_Source_
Why are you not keeping a copy of our code on your servers?

After all, most of our competitors keep a local copy of your code on their servers and protect it using encryption mechanisms to mitigate the consequences of a potential breach. Why didn’t we follow the same design?

Having a local copy of your source code would definitively make our life easier: we could surface the source code in the interface for all analyses, not to mention updating code for incremental analysis would be a lot easier. It would also drastically reduce our operating costs (we could just have to update the local copy of a repository).

The drawback of keeping a copy of your source code is clear, it will expose your Intellectual Property. This is a trust issue. If we keep a copy of your source code on our server, hackers might have access to your code in the event of an attack against our infrastructure. Using encryption mechanisms can help, but there is no guarantee that attackers do not get the encryption key, using social engineering or just plain brute-force. Let us explain clearly: when keeping a copy of your source code, your Intellectual Property is at risk. No more, no less. This would be a breach of trust for us and we do not want that to begin with.

At Codiga, we design systems by thinking of our customers first, and then work backwards. When designing our system, we consider the worst-case scenario and build a system to avoid exposure of critical sensitive data. For that reason, we designed our whole infrastructure with data protection in mind.

This decision has caused some side-effects. For example, you do not see the file content on the interface all the time (when you see the file content, it has been retrieved through an API and is not stored on our infrastructure). And our operating costs are definitively higher. But we are okay with our decision because the benefit (your security) outweigh the issues (small degradation of the user experience and increased operating cost).

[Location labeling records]
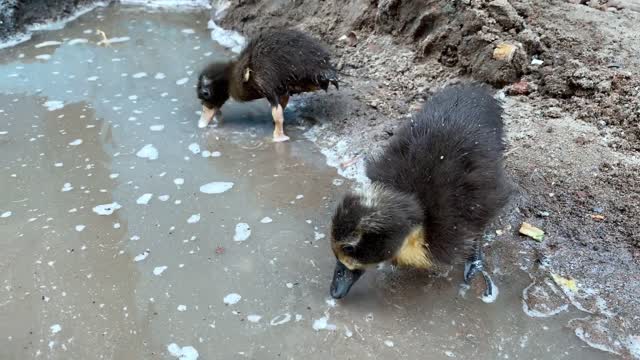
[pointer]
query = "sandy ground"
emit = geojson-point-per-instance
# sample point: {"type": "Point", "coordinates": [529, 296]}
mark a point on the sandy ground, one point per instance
{"type": "Point", "coordinates": [572, 151]}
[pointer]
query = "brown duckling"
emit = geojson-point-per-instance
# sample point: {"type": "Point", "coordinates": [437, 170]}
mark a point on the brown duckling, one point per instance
{"type": "Point", "coordinates": [435, 188]}
{"type": "Point", "coordinates": [275, 65]}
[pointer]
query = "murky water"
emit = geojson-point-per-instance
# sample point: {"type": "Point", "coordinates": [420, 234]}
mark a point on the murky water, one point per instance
{"type": "Point", "coordinates": [179, 266]}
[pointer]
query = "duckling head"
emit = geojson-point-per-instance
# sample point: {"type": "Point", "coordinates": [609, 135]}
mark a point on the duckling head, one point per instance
{"type": "Point", "coordinates": [375, 225]}
{"type": "Point", "coordinates": [213, 90]}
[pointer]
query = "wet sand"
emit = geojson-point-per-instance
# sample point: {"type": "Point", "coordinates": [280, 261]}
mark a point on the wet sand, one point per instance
{"type": "Point", "coordinates": [171, 268]}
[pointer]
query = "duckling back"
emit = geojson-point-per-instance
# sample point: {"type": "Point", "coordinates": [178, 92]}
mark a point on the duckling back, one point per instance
{"type": "Point", "coordinates": [285, 62]}
{"type": "Point", "coordinates": [449, 155]}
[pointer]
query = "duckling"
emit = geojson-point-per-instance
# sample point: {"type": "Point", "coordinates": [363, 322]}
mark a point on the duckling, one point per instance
{"type": "Point", "coordinates": [434, 189]}
{"type": "Point", "coordinates": [275, 65]}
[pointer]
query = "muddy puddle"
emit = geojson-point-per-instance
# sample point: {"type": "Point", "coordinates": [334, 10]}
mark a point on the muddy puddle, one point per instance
{"type": "Point", "coordinates": [129, 233]}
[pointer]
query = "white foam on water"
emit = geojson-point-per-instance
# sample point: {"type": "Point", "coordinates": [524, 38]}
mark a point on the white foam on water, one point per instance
{"type": "Point", "coordinates": [173, 4]}
{"type": "Point", "coordinates": [323, 324]}
{"type": "Point", "coordinates": [142, 256]}
{"type": "Point", "coordinates": [77, 41]}
{"type": "Point", "coordinates": [194, 148]}
{"type": "Point", "coordinates": [633, 344]}
{"type": "Point", "coordinates": [243, 231]}
{"type": "Point", "coordinates": [56, 328]}
{"type": "Point", "coordinates": [337, 151]}
{"type": "Point", "coordinates": [53, 105]}
{"type": "Point", "coordinates": [144, 199]}
{"type": "Point", "coordinates": [158, 270]}
{"type": "Point", "coordinates": [494, 292]}
{"type": "Point", "coordinates": [47, 43]}
{"type": "Point", "coordinates": [116, 40]}
{"type": "Point", "coordinates": [15, 40]}
{"type": "Point", "coordinates": [280, 319]}
{"type": "Point", "coordinates": [148, 152]}
{"type": "Point", "coordinates": [106, 209]}
{"type": "Point", "coordinates": [232, 299]}
{"type": "Point", "coordinates": [139, 75]}
{"type": "Point", "coordinates": [185, 352]}
{"type": "Point", "coordinates": [227, 38]}
{"type": "Point", "coordinates": [216, 187]}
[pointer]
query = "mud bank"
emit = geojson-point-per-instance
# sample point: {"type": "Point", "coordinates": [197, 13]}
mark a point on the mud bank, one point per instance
{"type": "Point", "coordinates": [569, 80]}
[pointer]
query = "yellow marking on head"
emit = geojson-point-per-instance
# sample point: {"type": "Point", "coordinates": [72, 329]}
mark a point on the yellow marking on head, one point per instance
{"type": "Point", "coordinates": [247, 74]}
{"type": "Point", "coordinates": [414, 251]}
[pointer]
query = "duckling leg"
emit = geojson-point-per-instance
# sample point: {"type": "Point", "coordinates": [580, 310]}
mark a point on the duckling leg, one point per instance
{"type": "Point", "coordinates": [278, 118]}
{"type": "Point", "coordinates": [475, 265]}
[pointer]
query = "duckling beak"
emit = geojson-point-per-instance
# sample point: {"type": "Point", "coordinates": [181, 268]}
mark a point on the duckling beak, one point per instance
{"type": "Point", "coordinates": [206, 116]}
{"type": "Point", "coordinates": [343, 279]}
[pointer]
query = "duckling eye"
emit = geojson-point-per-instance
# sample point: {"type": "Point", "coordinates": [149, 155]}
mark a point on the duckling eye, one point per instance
{"type": "Point", "coordinates": [348, 249]}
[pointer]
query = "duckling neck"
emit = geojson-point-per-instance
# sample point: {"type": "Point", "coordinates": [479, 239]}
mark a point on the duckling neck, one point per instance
{"type": "Point", "coordinates": [238, 89]}
{"type": "Point", "coordinates": [415, 250]}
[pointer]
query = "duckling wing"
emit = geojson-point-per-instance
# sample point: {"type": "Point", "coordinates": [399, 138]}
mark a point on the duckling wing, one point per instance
{"type": "Point", "coordinates": [449, 156]}
{"type": "Point", "coordinates": [286, 62]}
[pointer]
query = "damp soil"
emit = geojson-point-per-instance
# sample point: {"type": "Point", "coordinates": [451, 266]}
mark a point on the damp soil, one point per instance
{"type": "Point", "coordinates": [130, 279]}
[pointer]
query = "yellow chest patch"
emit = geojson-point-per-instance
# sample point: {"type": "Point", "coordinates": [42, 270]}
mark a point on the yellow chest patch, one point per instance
{"type": "Point", "coordinates": [414, 251]}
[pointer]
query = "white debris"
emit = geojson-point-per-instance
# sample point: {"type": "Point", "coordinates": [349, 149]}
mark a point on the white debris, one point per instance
{"type": "Point", "coordinates": [243, 231]}
{"type": "Point", "coordinates": [158, 270]}
{"type": "Point", "coordinates": [216, 187]}
{"type": "Point", "coordinates": [182, 353]}
{"type": "Point", "coordinates": [106, 209]}
{"type": "Point", "coordinates": [53, 105]}
{"type": "Point", "coordinates": [232, 299]}
{"type": "Point", "coordinates": [55, 329]}
{"type": "Point", "coordinates": [148, 152]}
{"type": "Point", "coordinates": [322, 324]}
{"type": "Point", "coordinates": [144, 199]}
{"type": "Point", "coordinates": [193, 219]}
{"type": "Point", "coordinates": [142, 256]}
{"type": "Point", "coordinates": [47, 43]}
{"type": "Point", "coordinates": [194, 148]}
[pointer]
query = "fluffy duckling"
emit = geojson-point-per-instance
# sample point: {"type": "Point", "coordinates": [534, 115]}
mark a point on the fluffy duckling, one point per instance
{"type": "Point", "coordinates": [275, 65]}
{"type": "Point", "coordinates": [435, 187]}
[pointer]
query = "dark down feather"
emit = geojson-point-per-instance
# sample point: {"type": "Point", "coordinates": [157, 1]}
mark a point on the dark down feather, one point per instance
{"type": "Point", "coordinates": [450, 157]}
{"type": "Point", "coordinates": [286, 62]}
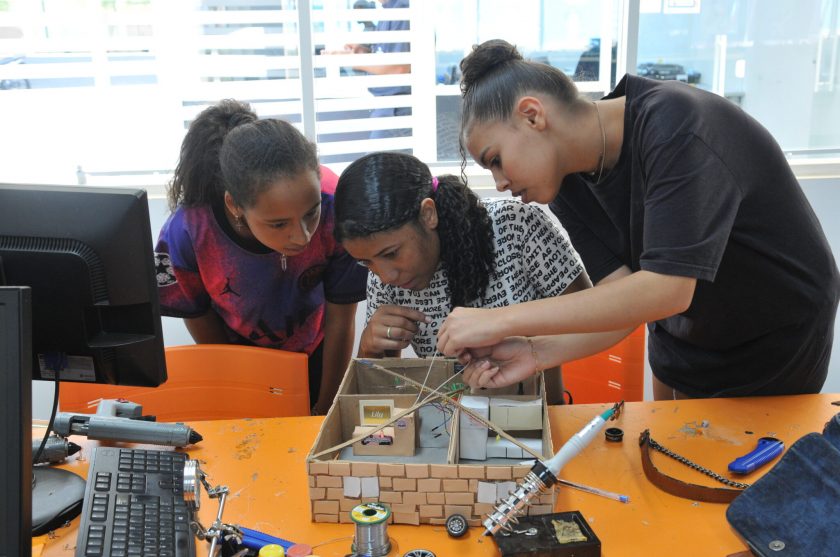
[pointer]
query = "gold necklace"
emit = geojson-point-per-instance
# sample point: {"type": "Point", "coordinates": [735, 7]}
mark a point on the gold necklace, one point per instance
{"type": "Point", "coordinates": [603, 145]}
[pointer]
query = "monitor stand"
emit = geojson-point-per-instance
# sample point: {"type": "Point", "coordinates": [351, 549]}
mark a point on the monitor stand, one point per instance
{"type": "Point", "coordinates": [57, 497]}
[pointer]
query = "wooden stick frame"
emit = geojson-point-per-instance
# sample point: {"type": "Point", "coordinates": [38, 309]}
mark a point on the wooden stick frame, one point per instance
{"type": "Point", "coordinates": [433, 396]}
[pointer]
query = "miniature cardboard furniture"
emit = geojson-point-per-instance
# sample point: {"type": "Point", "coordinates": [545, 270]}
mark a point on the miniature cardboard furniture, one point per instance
{"type": "Point", "coordinates": [437, 480]}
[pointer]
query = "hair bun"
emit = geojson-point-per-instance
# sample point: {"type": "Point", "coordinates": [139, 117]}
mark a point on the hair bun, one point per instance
{"type": "Point", "coordinates": [485, 58]}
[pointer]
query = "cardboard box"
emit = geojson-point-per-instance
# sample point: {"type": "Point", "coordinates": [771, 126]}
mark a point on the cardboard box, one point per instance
{"type": "Point", "coordinates": [378, 477]}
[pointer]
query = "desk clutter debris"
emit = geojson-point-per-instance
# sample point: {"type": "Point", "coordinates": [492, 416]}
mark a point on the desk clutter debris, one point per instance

_Brief_
Copy the code-storage passage word for word, between "This decision has" and "increased operating cost).", inclusive.

_Complete response_
This decision has caused some side-effects. For example, you do not see the file content on the interface all the time (when you see the file content, it has been retrieved through an API and is not stored on our infrastructure). And our operating costs are definitively higher. But we are okay with our decision because the benefit (your security) outweigh the issues (small degradation of the user experience and increased operating cost).